REQUIRED TASK: Please rewrite every line of the data below, adding 21 to each bounding box coordinate and keeping all other text unchanged.

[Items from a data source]
────────────────────

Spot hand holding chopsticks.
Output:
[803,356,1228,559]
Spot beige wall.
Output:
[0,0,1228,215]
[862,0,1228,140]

────────────────────

RESULT OF THIS EXERCISE:
Spot hand holding chopsticks.
Output:
[824,377,1249,580]
Spot beige wall.
Output:
[21,21,1249,236]
[883,21,1249,161]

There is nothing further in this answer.